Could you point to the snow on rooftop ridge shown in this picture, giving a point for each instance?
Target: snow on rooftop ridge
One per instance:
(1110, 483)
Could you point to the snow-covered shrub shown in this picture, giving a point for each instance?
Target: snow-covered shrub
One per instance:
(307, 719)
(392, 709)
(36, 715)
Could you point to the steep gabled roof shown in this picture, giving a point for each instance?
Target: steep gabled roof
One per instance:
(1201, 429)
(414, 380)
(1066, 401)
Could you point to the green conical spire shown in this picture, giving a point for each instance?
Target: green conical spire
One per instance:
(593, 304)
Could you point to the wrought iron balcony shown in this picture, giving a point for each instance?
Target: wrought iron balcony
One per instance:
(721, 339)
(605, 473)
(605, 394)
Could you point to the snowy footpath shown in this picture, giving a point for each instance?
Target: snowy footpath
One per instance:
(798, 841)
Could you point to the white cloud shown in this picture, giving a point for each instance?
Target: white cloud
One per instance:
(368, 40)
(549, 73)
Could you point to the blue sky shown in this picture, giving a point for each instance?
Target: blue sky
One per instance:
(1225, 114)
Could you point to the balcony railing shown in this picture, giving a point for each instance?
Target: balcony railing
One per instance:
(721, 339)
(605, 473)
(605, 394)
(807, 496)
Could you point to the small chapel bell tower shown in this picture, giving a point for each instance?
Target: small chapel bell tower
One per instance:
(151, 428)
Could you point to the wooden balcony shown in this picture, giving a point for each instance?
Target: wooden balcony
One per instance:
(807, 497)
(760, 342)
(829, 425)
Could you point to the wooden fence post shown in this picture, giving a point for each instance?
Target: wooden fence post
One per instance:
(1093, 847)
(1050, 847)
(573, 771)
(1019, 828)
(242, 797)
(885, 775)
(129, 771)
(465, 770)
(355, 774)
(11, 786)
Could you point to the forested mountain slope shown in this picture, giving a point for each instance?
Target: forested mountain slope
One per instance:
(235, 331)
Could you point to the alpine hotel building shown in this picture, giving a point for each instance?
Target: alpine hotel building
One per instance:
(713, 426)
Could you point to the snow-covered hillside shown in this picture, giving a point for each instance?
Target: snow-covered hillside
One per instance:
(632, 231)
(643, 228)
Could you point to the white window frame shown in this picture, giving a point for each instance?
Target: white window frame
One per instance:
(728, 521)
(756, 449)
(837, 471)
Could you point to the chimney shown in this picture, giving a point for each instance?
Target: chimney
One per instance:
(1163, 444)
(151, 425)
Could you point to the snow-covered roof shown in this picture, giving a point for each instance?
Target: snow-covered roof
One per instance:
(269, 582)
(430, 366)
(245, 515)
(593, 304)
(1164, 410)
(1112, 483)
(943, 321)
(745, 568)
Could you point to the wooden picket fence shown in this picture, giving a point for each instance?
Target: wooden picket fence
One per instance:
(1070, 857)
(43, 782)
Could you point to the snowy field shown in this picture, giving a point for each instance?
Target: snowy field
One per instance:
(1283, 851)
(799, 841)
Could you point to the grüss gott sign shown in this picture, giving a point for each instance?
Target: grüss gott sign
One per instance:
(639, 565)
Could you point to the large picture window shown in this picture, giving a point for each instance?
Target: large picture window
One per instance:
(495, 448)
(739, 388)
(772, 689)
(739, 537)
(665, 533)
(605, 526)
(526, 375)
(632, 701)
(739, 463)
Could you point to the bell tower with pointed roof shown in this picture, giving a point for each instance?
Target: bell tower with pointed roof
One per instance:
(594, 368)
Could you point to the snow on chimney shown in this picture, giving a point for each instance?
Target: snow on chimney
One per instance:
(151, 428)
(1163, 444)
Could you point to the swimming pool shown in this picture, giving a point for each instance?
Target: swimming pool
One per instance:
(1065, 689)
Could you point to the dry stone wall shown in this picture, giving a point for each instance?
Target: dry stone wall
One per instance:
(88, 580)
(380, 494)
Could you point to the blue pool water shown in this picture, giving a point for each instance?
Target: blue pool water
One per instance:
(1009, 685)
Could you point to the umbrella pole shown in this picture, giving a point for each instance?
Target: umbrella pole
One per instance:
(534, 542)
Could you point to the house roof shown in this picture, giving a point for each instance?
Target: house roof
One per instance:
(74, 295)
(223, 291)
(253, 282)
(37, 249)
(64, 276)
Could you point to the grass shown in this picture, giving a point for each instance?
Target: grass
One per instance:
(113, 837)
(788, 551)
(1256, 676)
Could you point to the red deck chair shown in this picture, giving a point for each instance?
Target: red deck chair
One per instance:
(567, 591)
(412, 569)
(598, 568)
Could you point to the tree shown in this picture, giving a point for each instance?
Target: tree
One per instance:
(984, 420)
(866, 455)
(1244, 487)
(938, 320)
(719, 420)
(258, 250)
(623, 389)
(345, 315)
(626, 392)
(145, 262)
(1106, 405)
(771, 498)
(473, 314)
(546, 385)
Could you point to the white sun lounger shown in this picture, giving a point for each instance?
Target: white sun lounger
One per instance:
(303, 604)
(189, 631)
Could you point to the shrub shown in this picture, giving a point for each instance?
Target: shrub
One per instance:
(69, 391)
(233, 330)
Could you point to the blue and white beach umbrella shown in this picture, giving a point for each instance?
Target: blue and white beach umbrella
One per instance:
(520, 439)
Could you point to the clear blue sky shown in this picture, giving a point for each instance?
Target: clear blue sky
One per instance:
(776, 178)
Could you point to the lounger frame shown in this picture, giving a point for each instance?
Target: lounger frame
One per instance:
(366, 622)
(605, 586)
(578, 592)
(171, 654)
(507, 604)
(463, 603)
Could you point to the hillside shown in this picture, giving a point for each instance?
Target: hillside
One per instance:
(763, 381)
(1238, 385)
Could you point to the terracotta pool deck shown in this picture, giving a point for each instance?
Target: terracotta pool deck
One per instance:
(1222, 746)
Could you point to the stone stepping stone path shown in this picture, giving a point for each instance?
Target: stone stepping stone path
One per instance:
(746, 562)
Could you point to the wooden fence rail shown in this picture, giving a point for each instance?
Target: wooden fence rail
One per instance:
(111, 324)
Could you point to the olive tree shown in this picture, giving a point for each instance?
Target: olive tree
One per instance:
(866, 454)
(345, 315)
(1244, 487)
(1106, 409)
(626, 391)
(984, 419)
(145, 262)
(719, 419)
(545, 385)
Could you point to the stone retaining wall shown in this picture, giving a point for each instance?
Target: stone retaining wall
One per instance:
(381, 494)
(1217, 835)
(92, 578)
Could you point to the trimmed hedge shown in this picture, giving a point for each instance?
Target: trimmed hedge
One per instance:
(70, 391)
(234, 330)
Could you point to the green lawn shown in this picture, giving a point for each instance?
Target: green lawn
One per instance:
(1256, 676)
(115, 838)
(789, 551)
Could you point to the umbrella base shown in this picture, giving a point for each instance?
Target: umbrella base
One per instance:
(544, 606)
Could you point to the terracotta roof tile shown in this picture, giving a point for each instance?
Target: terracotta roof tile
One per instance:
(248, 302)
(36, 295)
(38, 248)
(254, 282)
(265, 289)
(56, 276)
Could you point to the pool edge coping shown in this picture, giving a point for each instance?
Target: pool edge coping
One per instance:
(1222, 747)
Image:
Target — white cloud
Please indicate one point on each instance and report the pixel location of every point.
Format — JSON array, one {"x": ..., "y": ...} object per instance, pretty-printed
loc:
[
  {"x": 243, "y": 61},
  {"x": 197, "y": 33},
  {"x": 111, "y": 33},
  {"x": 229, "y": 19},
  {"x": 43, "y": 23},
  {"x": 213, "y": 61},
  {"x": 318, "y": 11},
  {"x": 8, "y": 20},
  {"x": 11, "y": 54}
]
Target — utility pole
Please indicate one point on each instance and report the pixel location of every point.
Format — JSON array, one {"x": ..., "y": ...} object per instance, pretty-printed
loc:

§ THE EXERCISE: Exactly reproduce the lines beginning with the one that contains "Target — utility pole" and ending with the last line of the material, both included. Leave out everything else.

§ PROBLEM SOLUTION:
Target — utility pole
Please indicate one point on each instance and report the pixel location of every point.
Format — JSON array, one {"x": ..., "y": ...} object per instance, pretty-printed
loc:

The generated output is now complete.